===== Fragmento de texto

Nos vimos algunas veces más, casi siempre ante la aparición de un nuevo manuscrito. En una escribanía firmó un desopilante poder en el cual me legaba por adelantado sus regalías aunque sólo podía disponer del 10 por ciento mientras ella estuviera viva. El texto, que no me atreví a mostrar a nadie, era en sí mismo un cuento suyo.
Hace poco supe que decía que éramos amigas, que yo era millonaria y que vivía en un palacio. Era su forma de adornar mi negativa a su forma de agradecer con plata. Estaba acostumbrada a pagar por todo. Había pagado todas sus ediciones. Había inventado un premio anual llamado “Aurora Venturini”, en el que ella era jurado, entregaba el premio y ponía el dinero. Finalmente, a mediados de 2012 me llamó y me dijo que quería venir a visitarme. ¿Podría ir a tu casa a tomar el té? Tengo ganas de ir para la Capital.

==========
===== Material proporcionado

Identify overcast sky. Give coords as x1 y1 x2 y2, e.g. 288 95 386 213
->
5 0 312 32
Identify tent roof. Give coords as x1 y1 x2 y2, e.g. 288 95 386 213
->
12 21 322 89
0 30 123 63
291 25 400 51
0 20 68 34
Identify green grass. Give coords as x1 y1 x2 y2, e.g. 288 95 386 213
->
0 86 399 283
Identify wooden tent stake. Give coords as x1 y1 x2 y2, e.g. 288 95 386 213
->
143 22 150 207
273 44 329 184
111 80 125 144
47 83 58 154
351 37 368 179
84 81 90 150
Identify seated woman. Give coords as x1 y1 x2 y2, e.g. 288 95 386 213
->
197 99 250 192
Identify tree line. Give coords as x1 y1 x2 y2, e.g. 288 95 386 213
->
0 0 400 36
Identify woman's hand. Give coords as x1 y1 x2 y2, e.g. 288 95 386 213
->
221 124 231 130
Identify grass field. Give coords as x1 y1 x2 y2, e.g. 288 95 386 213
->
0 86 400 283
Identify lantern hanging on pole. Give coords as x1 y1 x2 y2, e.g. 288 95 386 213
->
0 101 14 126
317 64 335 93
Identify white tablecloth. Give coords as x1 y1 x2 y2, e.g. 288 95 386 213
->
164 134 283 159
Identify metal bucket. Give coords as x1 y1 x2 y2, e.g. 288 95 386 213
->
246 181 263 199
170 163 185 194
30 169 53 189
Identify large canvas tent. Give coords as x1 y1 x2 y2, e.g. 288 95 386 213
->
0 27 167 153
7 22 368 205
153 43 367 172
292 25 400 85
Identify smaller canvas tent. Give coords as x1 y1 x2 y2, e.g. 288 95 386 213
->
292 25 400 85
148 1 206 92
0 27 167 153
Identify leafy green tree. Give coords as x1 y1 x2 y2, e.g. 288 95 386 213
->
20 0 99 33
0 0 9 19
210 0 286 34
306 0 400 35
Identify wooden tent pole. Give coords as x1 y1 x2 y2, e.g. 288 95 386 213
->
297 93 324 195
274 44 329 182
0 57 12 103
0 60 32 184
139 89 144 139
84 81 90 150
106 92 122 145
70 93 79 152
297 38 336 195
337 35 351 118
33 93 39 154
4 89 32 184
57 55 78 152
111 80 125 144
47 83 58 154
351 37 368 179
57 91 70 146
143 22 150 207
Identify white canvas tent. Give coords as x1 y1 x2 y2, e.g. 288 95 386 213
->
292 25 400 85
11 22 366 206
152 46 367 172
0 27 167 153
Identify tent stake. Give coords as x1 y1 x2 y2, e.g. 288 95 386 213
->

==========

** Ejercicios por completar **
a) Transcribe del fragmento sobre Aurora Venturini todo lo que va desde "Nos vimos algunas" hasta "para la Capital.".
b) Por favor, prolonga el fragmento sobre Aurora Venturini a partir de donde termina.

** Resultados del ejercicio **
a)
Nos vimos algunas veces más, casi siempre ante la aparición de un nuevo manuscrito. En una escribanía firmó un desopilante poder en el cual me legaba por adelantado sus regalías aunque sólo podía disponer del 10 por ciento mientras ella estuviera viva. El texto, que no me atreví a mostrar a nadie, era en sí mismo un cuento suyo.
Hace poco supe que decía que éramos amigas, que yo era millonaria y que vivía en un palacio. Era su forma de adornar mi negativa a su forma de agradecer con plata. Estaba acostumbrada a pagar por todo. Había pagado todas sus ediciones. Había inventado un premio anual llamado “Aurora Venturini”, en el que ella era jurado, entregaba el premio y ponía el dinero. Finalmente, a mediados de 2012 me llamó y me dijo que quería venir a visitarme. ¿Podría ir a tu casa a tomar el té? Tengo ganas de ir para la Capital.

b)
Aurora se murió en noviembre de 2015, tres años después de aquella tarde. Y yo tardé casi cinco más en asumir mi obligación: hacer los trámites, decidir dónde publicar la obra que había quedado fuera de circulación y arrumbada en los depósitos de una editorial. Creo que la irrupción en 2018 de un albacea de las telenovelas de Alberto Migré que intervino ante esa misma editorial para retirar mi biografía de las librerías porque no le había gustado lo que yo decía de “su muerto”, me recordó que yo también pertenecía a esa calaña. Y aquí estoy.
La edición de la hasta hoy inédita Las amigas y sus otros libros en Tusquets así como la liberación (gratuita) de cuentos también inéditos en la serie de podcast “Me lo llevo a la tumba”, con las voces de Sofía Gala Castiglione, Susana Pampín y Tina Serrano, representan un modo de aceptar su agradecimiento como lo que es: un agradecimiento. Poner en circulación una felicidad esperada durante toda una vida. Una felicidad, que mucho antes del final, llegó.